"""

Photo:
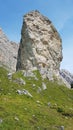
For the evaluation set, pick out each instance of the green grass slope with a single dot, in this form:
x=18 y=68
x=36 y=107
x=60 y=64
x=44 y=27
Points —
x=48 y=109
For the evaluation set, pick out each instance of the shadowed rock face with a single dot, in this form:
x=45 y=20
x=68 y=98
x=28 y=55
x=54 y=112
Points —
x=67 y=76
x=8 y=52
x=40 y=45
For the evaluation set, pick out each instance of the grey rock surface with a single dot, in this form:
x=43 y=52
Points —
x=67 y=76
x=40 y=46
x=8 y=52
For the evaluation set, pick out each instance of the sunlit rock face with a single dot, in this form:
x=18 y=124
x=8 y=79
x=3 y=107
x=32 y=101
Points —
x=40 y=46
x=8 y=52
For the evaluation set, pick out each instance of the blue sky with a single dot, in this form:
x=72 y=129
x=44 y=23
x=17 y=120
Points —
x=60 y=12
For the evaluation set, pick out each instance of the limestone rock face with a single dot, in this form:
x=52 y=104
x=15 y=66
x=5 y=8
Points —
x=8 y=52
x=67 y=76
x=40 y=46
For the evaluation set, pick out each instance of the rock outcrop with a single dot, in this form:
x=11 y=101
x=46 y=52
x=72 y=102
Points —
x=67 y=76
x=40 y=46
x=8 y=52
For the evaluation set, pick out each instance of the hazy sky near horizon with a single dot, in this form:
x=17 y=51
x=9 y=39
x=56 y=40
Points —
x=60 y=12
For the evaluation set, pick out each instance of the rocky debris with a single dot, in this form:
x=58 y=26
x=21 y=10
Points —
x=40 y=46
x=25 y=92
x=8 y=52
x=67 y=76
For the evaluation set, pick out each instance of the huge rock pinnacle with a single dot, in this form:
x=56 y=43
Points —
x=40 y=45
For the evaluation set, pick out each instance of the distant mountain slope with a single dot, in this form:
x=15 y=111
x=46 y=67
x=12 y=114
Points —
x=8 y=52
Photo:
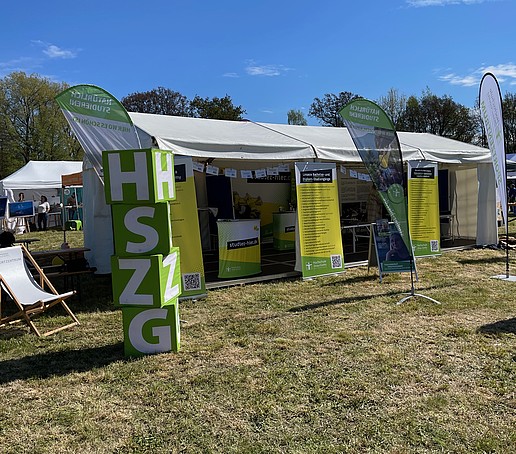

"""

- [REQUIREMENTS] Render every line of the records above as a Markdown table with the columns "Row" and "Line", numbering the rows and omitting blank lines. Exclude the pictures from the table.

- [COMPLETE RESPONSE]
| Row | Line |
|---|---|
| 1 | Photo: |
| 2 | For the evaluation set, pick out each instance of the green grass slope with a single dot, in this form: |
| 3 | x=18 y=68 |
| 4 | x=36 y=107 |
| 5 | x=60 y=64 |
| 6 | x=44 y=27 |
| 7 | Points — |
| 8 | x=48 y=109 |
| 9 | For the evaluation set, pick out each instance of the shadowed rock face with a single dot, in this form: |
| 10 | x=45 y=20 |
| 11 | x=68 y=98 |
| 12 | x=28 y=55 |
| 13 | x=54 y=112 |
| 14 | Points — |
| 15 | x=67 y=76 |
| 16 | x=8 y=52 |
| 17 | x=40 y=45 |
| 18 | For the evaluation set, pick out each instance of the grey rock surface with a single dot, in this form: |
| 19 | x=43 y=52 |
| 20 | Points — |
| 21 | x=67 y=76 |
| 22 | x=40 y=46 |
| 23 | x=8 y=52 |
| 24 | For the evaluation set, pick out each instance of the sunlit rock face with a single dot, in this form: |
| 25 | x=18 y=124 |
| 26 | x=8 y=79 |
| 27 | x=3 y=107 |
| 28 | x=32 y=101 |
| 29 | Points — |
| 30 | x=40 y=46 |
| 31 | x=8 y=52 |
| 32 | For the evaluation set, pick out each instance of the blue sky with a single dot, in this form: |
| 33 | x=72 y=129 |
| 34 | x=44 y=23 |
| 35 | x=17 y=120 |
| 36 | Points — |
| 37 | x=60 y=12 |
| 38 | For the evaluation set, pick out each instance of the limestone rock face with a single dot, in this form: |
| 39 | x=52 y=104 |
| 40 | x=15 y=66 |
| 41 | x=5 y=8 |
| 42 | Points — |
| 43 | x=8 y=52 |
| 44 | x=67 y=76 |
| 45 | x=40 y=46 |
| 46 | For the evaluation set, pick out each instance of the rock outcrop with a single dot, in this form: |
| 47 | x=11 y=101 |
| 48 | x=46 y=52 |
| 49 | x=72 y=102 |
| 50 | Points — |
| 51 | x=67 y=76 |
| 52 | x=40 y=46 |
| 53 | x=8 y=52 |
| 54 | For the evaluation set, pick out each instance of the hazy sky near horizon with a single dot, in this form: |
| 55 | x=17 y=51 |
| 56 | x=9 y=39 |
| 57 | x=56 y=40 |
| 58 | Points — |
| 59 | x=60 y=12 |
| 60 | For the evaluation set, pick out each instance of the rocky debris with a single dot, in this form: |
| 61 | x=58 y=26 |
| 62 | x=21 y=10 |
| 63 | Points — |
| 64 | x=40 y=46 |
| 65 | x=25 y=92 |
| 66 | x=8 y=52 |
| 67 | x=67 y=76 |
| 68 | For the evaluation set, pick out each instance of the huge rock pinnacle with a single dot, in this form: |
| 69 | x=56 y=43 |
| 70 | Points — |
| 71 | x=40 y=45 |
| 72 | For the evaluation set, pick out each instance of the distant mountain slope with a single dot, in this form: |
| 73 | x=15 y=111 |
| 74 | x=46 y=67 |
| 75 | x=12 y=114 |
| 76 | Points — |
| 77 | x=8 y=52 |
| 78 | Photo: |